(Reading passage)
Our podcast is basically a group discussion of the news of the day and what we at TPM are covering. So listening to them in reverse chronological order has given me this uncanny experience of traveling back in time, not just dropping in on one moment but seeing how it all unfolded by going back and seeing it refolded again. It’s like Groundhog Day but each day one day earlier than the day before.

One reason it is so striking – as I’m sure many of you have experienced – is that things that happened only six or seven weeks ago seem like a lifetime ago. Each week back is a significantly different world. Yesterday I listened our March 4th episode. This was coming off Super Tuesday. Matt Shuham was filling in for Kate Riga, who was getting settled into Washington, DC after her move from New York. Super Tuesday, which was the night before, was still a key focus but Coronavirus was already a big part of the discussion. I remembered all of this hazily. But so much has been layered on since that I was reminded of one of the most uncanny, surreal parts of those few days in late February and early March.

In these critical days there was still very little clear messaging from the federal government. Indeed, there wasn’t a lot from any level of government. There were press conferences here and there but the general message was still the risk is low; go about your normal activities; no need for panic. But while this was happening numerous TPM Readers around the country were hearing from employers – often large national or international corporations – moving employees to remote work, canceling international travel, then domestic travel, then ordering employees on remote locations to return to their home bases immediately. Meanwhile we were hearing from TPM Readers and TPM Reader clinicians from in and around Kirkland, Washington. What was happening? Were there five cases or 500 or 5,000? They were being told to limit contact with other people but go about their normal activities – two directives that weren’t easy to reconcile.

(Problem requirements) Reproduce the entire passage above about replaying the podcast's episodes in reverse order, word for word.

(Supplied material)
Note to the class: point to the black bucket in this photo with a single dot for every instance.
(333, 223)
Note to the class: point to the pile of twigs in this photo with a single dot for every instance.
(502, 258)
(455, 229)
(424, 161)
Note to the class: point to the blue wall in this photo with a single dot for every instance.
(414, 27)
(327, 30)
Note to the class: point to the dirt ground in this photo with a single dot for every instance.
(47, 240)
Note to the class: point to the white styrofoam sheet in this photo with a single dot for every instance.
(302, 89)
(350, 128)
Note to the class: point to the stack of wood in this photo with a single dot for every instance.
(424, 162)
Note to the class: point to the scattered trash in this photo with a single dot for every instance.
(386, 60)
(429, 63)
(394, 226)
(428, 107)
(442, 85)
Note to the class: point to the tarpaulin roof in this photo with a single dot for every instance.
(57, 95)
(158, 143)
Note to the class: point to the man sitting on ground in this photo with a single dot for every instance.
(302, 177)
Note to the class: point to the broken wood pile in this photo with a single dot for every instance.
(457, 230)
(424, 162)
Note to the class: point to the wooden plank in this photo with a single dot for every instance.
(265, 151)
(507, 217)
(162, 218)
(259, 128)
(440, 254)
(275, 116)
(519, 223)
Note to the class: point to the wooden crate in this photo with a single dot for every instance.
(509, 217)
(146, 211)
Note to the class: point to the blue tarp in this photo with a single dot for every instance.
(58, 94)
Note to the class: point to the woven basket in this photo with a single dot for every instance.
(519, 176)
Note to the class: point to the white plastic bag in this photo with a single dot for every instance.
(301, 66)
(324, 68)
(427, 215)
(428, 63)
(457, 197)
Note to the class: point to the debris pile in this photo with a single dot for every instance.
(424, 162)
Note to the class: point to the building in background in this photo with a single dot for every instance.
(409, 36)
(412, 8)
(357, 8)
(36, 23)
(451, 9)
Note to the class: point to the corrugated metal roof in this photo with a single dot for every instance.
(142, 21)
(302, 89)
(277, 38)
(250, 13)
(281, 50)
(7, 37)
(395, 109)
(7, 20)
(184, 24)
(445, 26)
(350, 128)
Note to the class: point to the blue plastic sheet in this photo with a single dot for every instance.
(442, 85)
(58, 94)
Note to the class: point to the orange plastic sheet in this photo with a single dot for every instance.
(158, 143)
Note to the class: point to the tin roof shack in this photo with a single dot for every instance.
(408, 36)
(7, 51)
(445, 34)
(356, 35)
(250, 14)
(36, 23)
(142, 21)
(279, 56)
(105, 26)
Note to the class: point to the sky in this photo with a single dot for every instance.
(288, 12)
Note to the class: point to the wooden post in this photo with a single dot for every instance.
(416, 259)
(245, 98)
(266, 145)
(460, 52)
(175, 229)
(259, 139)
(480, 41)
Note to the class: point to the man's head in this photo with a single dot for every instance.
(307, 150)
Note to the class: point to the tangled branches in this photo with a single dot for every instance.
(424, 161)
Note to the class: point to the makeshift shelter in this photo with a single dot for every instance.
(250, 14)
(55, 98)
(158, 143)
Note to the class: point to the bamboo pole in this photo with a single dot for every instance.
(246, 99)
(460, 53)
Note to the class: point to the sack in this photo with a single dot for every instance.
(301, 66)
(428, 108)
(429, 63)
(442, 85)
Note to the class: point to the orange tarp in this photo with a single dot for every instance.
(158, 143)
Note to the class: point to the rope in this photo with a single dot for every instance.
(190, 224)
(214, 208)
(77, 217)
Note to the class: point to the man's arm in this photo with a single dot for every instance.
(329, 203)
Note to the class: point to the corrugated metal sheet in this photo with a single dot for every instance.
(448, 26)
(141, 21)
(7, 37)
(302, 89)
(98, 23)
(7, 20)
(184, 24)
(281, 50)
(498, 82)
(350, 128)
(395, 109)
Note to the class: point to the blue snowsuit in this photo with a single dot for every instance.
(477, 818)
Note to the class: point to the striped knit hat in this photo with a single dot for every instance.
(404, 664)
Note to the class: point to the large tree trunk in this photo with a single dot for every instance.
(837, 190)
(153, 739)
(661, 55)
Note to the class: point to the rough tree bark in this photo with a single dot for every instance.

(Task solution)
Our podcast is basically a group discussion of the news of the day and what we at TPM are covering. So listening to them in reverse chronological order has given me this uncanny experience of traveling back in time, not just dropping in on one moment but seeing how it all unfolded by going back and seeing it refolded again. It’s like Groundhog Day but each day one day earlier than the day before.

One reason it is so striking – as I’m sure many of you have experienced – is that things that happened only six or seven weeks ago seem like a lifetime ago. Each week back is a significantly different world. Yesterday I listened our March 4th episode. This was coming off Super Tuesday. Matt Shuham was filling in for Kate Riga, who was getting settled into Washington, DC after her move from New York. Super Tuesday, which was the night before, was still a key focus but Coronavirus was already a big part of the discussion. I remembered all of this hazily. But so much has been layered on since that I was reminded of one of the most uncanny, surreal parts of those few days in late February and early March.

In these critical days there was still very little clear messaging from the federal government. Indeed, there wasn’t a lot from any level of government. There were press conferences here and there but the general message was still the risk is low; go about your normal activities; no need for panic. But while this was happening numerous TPM Readers around the country were hearing from employers – often large national or international corporations – moving employees to remote work, canceling international travel, then domestic travel, then ordering employees on remote locations to return to their home bases immediately. Meanwhile we were hearing from TPM Readers and TPM Reader clinicians from in and around Kirkland, Washington. What was happening? Were there five cases or 500 or 5,000? They were being told to limit contact with other people but go about their normal activities – two directives that weren’t easy to reconcile.